EXERCISE BRIEF: Lines with the word "overall": copy all of them from the entries below.
** Opening RECORDS FOR THE TASK block **
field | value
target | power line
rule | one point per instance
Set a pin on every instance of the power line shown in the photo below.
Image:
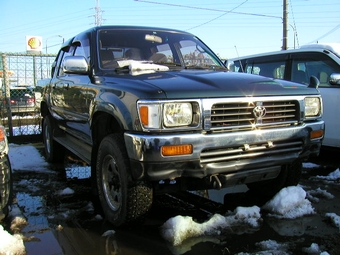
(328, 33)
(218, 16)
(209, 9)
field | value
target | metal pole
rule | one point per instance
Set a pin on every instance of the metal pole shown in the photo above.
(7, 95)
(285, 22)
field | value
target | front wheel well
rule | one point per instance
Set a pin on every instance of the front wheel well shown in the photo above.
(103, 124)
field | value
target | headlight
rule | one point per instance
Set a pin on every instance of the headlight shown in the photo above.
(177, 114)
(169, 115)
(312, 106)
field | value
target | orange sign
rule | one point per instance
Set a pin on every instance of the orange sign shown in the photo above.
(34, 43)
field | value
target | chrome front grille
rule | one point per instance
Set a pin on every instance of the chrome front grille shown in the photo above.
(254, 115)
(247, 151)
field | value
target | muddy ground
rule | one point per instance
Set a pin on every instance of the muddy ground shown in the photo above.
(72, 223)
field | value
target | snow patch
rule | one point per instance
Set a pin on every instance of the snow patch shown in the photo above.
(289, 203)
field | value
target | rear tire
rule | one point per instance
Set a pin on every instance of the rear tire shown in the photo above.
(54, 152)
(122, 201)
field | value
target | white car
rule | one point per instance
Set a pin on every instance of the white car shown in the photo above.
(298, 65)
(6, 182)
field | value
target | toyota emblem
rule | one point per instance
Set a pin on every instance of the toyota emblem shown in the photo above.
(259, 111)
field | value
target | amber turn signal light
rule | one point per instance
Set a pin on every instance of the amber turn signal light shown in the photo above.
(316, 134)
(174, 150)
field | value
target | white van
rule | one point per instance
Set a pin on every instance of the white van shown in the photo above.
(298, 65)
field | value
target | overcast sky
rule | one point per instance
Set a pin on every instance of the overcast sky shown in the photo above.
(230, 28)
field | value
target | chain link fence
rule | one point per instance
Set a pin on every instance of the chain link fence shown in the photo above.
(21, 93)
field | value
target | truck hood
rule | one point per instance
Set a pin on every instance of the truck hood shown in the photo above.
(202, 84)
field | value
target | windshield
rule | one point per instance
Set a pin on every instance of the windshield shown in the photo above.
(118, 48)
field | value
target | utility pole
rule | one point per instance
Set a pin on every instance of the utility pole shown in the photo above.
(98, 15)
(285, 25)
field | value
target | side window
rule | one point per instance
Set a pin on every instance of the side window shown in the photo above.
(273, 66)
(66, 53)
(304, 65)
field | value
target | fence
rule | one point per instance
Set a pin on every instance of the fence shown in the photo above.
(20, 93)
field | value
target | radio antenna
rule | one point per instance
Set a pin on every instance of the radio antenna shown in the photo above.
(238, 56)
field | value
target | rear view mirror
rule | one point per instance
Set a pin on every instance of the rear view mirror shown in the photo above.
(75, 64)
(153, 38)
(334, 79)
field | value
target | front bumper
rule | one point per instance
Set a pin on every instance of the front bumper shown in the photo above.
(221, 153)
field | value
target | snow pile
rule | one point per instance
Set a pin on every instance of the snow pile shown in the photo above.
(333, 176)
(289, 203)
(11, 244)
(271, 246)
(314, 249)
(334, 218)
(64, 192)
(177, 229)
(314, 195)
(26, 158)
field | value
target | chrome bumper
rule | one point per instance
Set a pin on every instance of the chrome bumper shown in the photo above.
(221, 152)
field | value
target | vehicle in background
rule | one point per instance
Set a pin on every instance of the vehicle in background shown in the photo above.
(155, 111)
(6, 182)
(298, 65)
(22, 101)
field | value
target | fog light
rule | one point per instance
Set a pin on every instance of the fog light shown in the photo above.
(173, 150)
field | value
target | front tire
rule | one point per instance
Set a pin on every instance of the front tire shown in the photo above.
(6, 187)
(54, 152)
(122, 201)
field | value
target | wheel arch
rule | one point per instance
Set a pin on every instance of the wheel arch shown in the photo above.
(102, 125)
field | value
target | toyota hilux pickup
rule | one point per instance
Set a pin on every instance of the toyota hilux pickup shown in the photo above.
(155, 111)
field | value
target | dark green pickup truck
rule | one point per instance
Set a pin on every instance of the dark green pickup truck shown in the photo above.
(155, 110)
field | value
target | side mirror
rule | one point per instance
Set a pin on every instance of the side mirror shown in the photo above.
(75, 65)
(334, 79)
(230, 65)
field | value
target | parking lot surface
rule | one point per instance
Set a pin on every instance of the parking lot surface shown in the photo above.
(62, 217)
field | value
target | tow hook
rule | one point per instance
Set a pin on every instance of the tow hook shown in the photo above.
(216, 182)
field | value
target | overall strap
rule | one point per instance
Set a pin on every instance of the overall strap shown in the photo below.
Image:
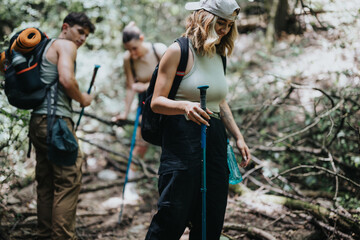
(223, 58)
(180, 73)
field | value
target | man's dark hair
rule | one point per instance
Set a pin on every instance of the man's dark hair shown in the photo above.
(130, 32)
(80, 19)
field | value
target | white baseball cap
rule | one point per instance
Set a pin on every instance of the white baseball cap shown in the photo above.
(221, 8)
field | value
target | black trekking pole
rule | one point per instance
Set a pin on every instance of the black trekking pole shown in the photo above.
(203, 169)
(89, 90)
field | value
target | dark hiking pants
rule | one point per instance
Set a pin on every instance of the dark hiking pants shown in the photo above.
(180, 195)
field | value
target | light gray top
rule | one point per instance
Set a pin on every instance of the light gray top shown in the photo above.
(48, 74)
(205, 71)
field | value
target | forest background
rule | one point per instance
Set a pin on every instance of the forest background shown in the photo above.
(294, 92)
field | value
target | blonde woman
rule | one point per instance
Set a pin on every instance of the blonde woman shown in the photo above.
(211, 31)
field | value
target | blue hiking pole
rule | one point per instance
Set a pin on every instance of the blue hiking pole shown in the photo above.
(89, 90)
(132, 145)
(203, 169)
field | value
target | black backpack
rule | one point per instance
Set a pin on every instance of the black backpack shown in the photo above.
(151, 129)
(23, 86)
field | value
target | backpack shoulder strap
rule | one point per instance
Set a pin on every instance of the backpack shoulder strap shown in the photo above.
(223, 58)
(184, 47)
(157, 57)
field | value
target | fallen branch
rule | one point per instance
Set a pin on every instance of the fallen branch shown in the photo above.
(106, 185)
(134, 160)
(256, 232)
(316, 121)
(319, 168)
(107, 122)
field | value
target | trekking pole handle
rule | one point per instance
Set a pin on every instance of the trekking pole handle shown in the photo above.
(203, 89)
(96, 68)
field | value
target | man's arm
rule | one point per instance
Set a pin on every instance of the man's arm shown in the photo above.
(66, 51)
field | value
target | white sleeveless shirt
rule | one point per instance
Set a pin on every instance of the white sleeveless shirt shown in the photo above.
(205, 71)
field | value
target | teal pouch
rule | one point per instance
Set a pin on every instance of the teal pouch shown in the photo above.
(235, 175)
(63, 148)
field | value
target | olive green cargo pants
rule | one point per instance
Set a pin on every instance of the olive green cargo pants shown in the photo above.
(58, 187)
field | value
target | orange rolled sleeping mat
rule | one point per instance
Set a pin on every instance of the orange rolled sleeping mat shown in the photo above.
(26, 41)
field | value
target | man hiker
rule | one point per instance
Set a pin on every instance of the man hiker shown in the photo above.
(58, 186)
** Closing RECORDS FOR THE TASK block **
TASK SOLUTION:
target | overall strap
Set a pin on every instance of the overall strap shown in the photo below.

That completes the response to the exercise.